▸ Required work
Go to the line containing "pixel 18 118" in the records below and retype from there through the final line, exactly.

━━━

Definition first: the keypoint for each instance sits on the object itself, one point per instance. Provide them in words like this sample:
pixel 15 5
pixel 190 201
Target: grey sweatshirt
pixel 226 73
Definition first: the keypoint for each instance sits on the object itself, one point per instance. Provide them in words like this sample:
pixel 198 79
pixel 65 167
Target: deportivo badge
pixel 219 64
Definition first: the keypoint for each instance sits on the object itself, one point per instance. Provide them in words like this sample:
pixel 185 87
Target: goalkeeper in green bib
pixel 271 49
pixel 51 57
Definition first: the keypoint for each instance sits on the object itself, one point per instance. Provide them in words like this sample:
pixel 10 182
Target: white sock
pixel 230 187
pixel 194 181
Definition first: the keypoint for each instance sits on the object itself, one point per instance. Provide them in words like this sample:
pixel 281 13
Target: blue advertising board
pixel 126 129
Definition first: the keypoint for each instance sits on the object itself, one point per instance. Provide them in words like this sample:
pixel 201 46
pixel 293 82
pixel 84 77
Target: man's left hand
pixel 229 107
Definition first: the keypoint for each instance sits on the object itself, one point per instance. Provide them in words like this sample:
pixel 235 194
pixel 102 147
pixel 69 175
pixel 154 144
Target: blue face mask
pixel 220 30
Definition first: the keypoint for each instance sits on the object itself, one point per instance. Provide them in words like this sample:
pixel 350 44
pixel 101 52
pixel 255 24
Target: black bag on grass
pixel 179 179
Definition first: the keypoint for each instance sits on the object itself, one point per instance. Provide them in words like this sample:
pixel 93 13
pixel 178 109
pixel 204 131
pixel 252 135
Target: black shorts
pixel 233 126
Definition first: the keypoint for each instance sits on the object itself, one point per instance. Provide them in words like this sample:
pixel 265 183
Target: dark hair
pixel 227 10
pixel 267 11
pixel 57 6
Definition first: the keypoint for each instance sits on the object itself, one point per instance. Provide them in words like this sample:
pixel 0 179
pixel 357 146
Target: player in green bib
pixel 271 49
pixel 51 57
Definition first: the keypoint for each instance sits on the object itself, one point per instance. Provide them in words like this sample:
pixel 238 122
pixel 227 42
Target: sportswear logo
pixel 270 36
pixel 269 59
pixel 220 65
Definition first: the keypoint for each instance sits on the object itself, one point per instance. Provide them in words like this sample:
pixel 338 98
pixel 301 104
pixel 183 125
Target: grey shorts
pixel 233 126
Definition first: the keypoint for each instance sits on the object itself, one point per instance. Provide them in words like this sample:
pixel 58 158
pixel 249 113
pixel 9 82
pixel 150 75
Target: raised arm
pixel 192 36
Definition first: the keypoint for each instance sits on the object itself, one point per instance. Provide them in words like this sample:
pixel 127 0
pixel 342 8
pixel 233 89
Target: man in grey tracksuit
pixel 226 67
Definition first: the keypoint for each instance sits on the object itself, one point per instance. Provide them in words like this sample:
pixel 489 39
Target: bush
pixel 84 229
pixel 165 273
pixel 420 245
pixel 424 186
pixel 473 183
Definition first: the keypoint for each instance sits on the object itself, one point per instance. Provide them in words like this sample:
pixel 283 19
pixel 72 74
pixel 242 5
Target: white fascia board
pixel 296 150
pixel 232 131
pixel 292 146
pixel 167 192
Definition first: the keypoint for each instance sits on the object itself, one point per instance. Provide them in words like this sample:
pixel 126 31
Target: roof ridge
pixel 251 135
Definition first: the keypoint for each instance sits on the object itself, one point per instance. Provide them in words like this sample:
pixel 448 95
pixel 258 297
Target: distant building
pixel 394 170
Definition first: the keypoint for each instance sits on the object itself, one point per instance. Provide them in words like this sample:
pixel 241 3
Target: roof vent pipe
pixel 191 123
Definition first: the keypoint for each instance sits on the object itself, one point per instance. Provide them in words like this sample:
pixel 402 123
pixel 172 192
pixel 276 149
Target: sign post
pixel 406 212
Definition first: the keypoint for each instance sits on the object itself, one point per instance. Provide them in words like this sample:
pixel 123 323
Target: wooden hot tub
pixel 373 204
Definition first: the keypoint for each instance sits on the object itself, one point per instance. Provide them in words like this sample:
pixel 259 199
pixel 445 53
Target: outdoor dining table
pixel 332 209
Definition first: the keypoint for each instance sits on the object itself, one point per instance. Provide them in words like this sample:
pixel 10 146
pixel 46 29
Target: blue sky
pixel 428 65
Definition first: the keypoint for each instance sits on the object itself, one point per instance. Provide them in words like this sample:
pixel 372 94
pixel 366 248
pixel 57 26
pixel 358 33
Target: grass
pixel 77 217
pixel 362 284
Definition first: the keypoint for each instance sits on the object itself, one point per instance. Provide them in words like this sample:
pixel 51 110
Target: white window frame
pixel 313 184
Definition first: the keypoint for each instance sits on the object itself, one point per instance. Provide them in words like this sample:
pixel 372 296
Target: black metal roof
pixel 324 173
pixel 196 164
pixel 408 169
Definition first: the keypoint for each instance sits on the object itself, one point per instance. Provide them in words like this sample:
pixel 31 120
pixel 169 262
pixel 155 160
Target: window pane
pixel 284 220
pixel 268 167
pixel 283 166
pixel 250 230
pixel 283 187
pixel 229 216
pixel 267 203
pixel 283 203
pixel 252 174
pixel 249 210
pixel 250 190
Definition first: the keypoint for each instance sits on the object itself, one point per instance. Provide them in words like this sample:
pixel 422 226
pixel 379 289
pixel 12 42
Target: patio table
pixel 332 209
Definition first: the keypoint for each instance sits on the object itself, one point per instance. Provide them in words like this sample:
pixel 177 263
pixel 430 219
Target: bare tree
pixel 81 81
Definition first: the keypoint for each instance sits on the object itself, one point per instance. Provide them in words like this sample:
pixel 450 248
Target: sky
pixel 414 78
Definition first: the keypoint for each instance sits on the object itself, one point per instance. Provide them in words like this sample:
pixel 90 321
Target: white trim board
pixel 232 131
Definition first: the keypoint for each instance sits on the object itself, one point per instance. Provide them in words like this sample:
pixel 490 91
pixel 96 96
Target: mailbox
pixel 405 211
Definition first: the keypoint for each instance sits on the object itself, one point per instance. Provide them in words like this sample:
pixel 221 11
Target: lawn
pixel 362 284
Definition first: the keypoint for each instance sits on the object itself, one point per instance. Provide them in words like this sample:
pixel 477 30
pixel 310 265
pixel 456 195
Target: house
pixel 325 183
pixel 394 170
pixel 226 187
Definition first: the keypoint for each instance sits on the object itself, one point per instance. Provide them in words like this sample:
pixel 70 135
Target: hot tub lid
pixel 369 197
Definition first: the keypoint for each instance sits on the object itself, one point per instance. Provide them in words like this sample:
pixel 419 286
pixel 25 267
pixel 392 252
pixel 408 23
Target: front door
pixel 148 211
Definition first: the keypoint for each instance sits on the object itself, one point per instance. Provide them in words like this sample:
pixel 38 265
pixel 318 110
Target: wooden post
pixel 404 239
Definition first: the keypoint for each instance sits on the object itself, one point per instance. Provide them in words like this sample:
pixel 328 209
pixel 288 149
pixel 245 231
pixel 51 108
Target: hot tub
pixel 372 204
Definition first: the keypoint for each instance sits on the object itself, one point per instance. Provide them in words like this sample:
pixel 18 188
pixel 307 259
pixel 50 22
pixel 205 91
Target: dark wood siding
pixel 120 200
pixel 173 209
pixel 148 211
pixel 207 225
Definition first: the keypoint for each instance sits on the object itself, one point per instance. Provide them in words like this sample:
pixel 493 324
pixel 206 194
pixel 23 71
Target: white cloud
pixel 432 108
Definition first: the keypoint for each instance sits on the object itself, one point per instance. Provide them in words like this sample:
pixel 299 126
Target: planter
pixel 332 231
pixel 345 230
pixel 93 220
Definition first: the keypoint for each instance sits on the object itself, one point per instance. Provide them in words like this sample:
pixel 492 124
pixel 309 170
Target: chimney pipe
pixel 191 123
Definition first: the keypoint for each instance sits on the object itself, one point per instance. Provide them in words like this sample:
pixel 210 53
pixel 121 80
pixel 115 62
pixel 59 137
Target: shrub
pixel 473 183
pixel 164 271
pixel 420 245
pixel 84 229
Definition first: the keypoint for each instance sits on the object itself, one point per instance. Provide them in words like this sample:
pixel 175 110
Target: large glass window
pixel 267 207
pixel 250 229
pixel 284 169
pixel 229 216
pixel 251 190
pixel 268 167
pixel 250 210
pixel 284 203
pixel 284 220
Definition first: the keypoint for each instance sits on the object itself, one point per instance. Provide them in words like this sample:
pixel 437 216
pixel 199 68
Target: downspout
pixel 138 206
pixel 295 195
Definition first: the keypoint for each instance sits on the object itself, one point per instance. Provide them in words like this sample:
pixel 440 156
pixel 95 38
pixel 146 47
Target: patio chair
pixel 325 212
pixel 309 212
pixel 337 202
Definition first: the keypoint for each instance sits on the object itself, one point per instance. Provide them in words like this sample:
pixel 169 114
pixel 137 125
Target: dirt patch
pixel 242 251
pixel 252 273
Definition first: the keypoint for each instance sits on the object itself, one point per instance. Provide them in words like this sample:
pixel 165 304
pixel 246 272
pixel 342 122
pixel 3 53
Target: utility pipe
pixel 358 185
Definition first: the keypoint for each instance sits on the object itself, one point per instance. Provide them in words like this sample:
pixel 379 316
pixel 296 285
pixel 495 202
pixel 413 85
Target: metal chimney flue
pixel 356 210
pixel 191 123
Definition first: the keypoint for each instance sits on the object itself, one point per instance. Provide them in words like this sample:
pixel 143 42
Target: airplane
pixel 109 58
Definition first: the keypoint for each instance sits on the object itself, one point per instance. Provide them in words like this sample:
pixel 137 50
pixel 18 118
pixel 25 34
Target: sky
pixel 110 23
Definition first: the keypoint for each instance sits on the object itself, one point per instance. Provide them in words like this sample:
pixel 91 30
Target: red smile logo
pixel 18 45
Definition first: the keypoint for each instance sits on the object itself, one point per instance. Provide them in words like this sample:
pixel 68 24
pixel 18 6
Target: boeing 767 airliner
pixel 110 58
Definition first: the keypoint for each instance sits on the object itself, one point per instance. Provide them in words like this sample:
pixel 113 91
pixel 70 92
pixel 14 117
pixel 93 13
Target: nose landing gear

━━━

▸ Response area
pixel 18 118
pixel 25 34
Target: sky
pixel 110 23
Definition first: the keypoint for each instance sits on the object itself, one point per instance. Provide them in words like this sample:
pixel 91 30
Target: red smile logo
pixel 18 45
Definition first: the keypoint for each instance sits on the object itself, one point per instance. Provide them in words like this sample:
pixel 68 24
pixel 18 6
Target: boeing 767 airliner
pixel 110 58
Definition first: the keypoint for each instance sits on the object itself, one point per instance. Provide them in words like this sample:
pixel 113 91
pixel 70 92
pixel 14 117
pixel 93 13
Target: nose landing gear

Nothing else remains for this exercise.